** What this exercise asks **
**a)** Reproduce the fine-mapping workflow passage from "1. Swap the" up to and including "during the process.".
**b)** Pick up the fine-mapping workflow passage where it stops and keep writing.

** Passage **
Here we also provide additional routines to process the data,

1. Swap the `snp_id` column using external annotations, for example by rsID.
2. "liftover" to other builds -- we only support it via rsID matching

Notice that only the first 5 columns are necessary for these additional operations. The columns after the fifth can be arbitary and will be kept during the process.

- To trigger optional step 1, parameter `--id-map-prefix` and `--id-map-suffix` have to be valid.
- To trigger optional step 2, parameter `--build-map-prefix` and `--build-map-suffix` have to be valid.

In [1]:
%cd ~/GIT/github/fine-mapping

/home/gaow/Documents/GIT/github/fine-mapping

## The workflow

In [2]:
sos run workflow/finemapping_results_wrangler.ipynb -h

usage: sos run workflow/finemapping_results_wrangler.ipynb
               [workflow_name | -t targets] [options] [workflow_options]
  workflow_name:        Single or combined workflows defined in this script
  targets:              One or more targets to generate
  options:              Single-hyphen sos parameters (see "sos run -h" for details)

** Recorded information **
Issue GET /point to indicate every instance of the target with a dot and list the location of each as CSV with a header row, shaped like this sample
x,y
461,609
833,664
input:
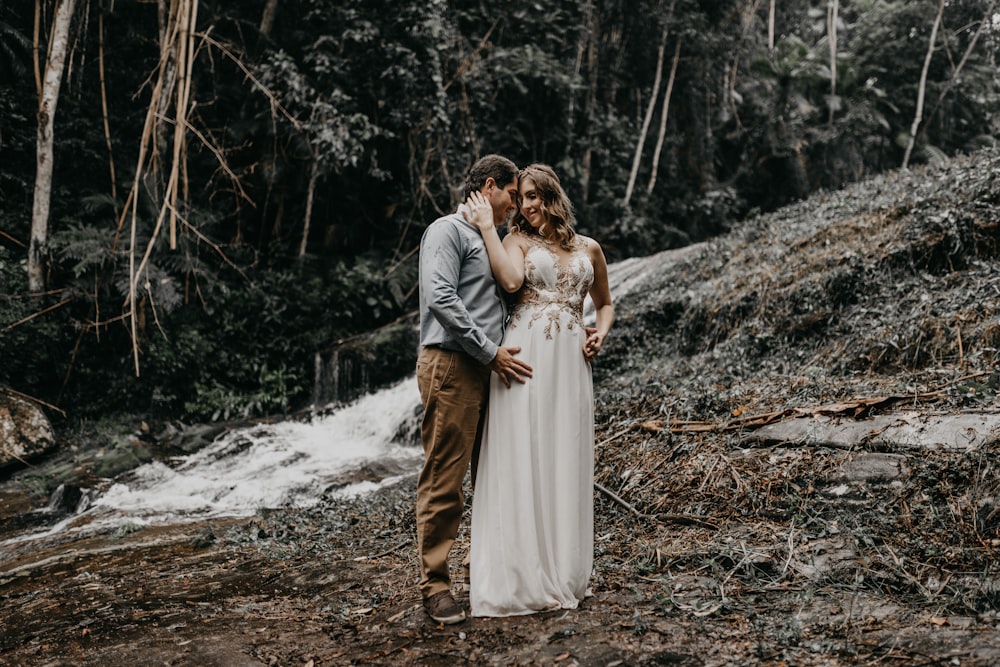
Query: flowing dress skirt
x,y
532,530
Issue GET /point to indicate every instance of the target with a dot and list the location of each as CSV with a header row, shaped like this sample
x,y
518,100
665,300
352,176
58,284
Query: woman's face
x,y
531,204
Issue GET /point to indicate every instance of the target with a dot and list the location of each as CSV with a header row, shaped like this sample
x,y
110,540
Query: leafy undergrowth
x,y
712,547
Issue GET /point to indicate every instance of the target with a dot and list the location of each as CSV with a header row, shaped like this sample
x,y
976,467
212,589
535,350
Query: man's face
x,y
503,199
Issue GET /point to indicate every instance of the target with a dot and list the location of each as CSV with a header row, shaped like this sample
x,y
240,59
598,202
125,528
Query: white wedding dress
x,y
532,536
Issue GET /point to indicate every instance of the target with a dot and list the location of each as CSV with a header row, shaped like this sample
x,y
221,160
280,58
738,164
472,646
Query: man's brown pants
x,y
453,389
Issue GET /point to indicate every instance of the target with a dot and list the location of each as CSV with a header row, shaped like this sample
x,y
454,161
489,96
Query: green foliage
x,y
370,112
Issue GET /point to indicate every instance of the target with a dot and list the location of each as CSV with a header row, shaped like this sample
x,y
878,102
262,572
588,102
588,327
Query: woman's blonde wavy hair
x,y
556,206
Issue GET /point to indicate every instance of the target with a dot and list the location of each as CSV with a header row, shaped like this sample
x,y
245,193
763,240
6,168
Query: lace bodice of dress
x,y
554,288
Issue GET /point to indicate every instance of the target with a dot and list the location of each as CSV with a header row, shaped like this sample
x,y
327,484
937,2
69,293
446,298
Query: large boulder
x,y
25,431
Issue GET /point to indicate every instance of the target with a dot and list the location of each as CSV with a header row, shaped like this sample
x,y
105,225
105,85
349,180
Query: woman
x,y
533,511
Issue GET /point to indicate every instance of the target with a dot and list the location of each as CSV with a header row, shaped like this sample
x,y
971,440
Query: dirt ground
x,y
335,585
868,308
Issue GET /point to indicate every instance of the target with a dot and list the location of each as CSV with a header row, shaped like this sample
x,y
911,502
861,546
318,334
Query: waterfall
x,y
351,449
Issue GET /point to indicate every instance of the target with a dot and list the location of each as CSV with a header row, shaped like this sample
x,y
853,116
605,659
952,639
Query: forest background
x,y
199,197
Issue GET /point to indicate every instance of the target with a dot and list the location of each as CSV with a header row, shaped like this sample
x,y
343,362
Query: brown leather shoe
x,y
442,608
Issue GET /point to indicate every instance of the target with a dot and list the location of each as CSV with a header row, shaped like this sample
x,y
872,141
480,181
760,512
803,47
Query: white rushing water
x,y
291,463
287,464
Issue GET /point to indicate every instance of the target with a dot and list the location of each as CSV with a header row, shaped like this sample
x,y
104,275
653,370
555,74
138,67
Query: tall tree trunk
x,y
922,89
48,98
267,19
646,119
310,196
831,32
586,162
770,28
663,117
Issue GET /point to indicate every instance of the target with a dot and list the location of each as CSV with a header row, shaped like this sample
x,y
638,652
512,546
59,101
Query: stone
x,y
25,431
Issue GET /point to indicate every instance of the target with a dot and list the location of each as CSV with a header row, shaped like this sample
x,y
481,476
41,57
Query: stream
x,y
351,450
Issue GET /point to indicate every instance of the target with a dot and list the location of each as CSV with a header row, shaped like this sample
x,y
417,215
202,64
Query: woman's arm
x,y
507,257
600,292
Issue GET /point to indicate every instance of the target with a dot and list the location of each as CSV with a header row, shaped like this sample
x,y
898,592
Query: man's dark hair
x,y
497,167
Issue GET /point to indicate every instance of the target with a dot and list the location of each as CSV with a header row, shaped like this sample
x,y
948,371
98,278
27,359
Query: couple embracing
x,y
509,390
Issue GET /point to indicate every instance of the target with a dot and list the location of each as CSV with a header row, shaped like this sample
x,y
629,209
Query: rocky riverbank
x,y
796,465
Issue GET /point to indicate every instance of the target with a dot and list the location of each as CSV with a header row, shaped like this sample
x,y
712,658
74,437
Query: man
x,y
461,327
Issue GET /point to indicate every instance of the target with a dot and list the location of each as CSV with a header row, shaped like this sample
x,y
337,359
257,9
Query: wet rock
x,y
25,431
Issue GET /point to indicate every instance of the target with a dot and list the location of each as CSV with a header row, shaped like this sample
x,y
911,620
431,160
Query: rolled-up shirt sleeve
x,y
441,258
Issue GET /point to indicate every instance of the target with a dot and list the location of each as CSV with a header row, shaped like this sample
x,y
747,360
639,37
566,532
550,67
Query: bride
x,y
532,533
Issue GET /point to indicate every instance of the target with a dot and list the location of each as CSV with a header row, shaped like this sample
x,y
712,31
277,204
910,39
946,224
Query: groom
x,y
461,327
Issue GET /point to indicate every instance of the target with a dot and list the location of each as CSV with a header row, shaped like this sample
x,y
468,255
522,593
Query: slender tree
x,y
48,99
833,9
922,88
654,94
663,118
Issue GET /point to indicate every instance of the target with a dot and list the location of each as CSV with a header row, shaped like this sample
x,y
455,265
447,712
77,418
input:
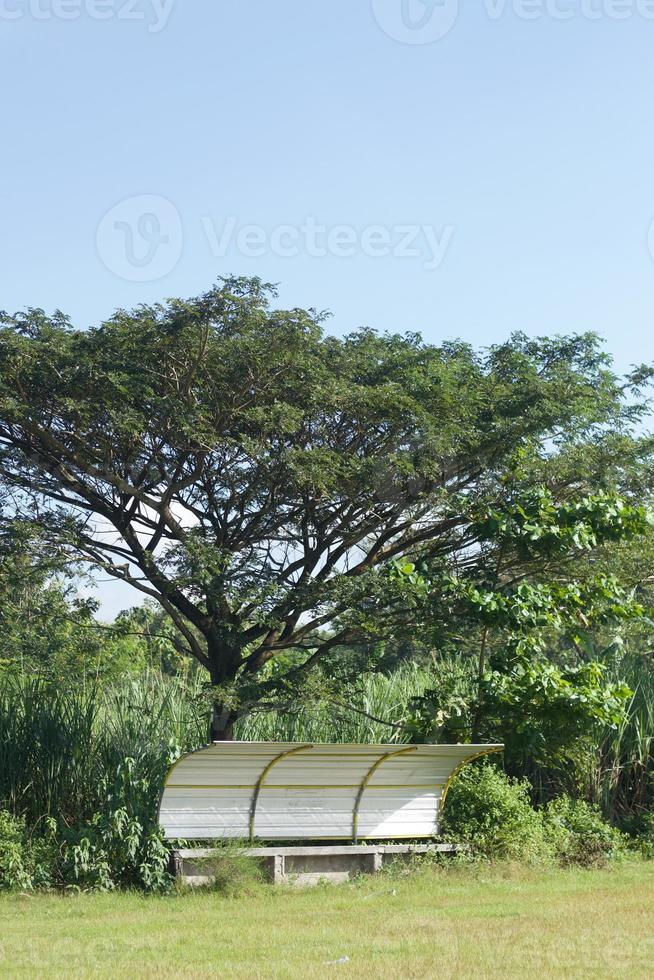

** Results by task **
**a)**
1. Swap the `snp_id` column using external annotations, for example by rsID.
2. "liftover" to other builds -- we only support it via rsID matching

Notice that only the first 5 columns are necessary for these additional operations. The columns after the fifth can be arbitary and will be kept during the process.

**b)**
  workflow_options:     Double-hyphen workflow-specific parameters

Workflows:
  default

Global Workflow Options:
  --ss-data-prefix . (as path)
                        summary statistics file prefix which is the path to all
                        output files
  --pattern 'uniform.SuSiE_B.L_5.prior_0p005.res_var_false'
                        identifier for fine-mapping results to be extracted

Sections
  default_1:
    Workflow Options:
      --pip-thresh 0.05 (as float)
                        Keep PIP above these thresholds
      --round-off 6 (as int)
                        Round PIP to given digits


In [None]:
[global]
# summary statistics file prefix
# which is the path to all output files
parameter: ss_data_prefix = path()
# identifier for fine-mapping results to be extracted
parameter: pattern = "uniform.SuSiE_B.L_5.prior_0p005.res_var_false"

if 'SuSiE' in pattern:
    source = 'susie'
elif 'CAVIAR' in pattern:
    source = 'CAVIAR'
elif 'DAP' in pattern:
    source = 'DAP'
else:
    raise ValueError("Invalid --pattern specification")

In [None]:
# Consolidate fine-mapping results
[default_1 (extract results to single file)]
depends: R_library('dscrutils') # can be installed via `devtools::install_github("stephenslab/dsc",subdir = "dscrutils", force = TRUE)`
# Keep PIP above these thresholds
parameter: pip_thresh = 0.05
# Round PIP to given digits
parameter: round_off = 6
input: [glob.glob(f'{ss_data_prefix:a}/*/*.{pattern}.{ext}') for ext in ['rds', 'pkl']]
output: f"{ss_data_prefix:a}.{pattern}.gz"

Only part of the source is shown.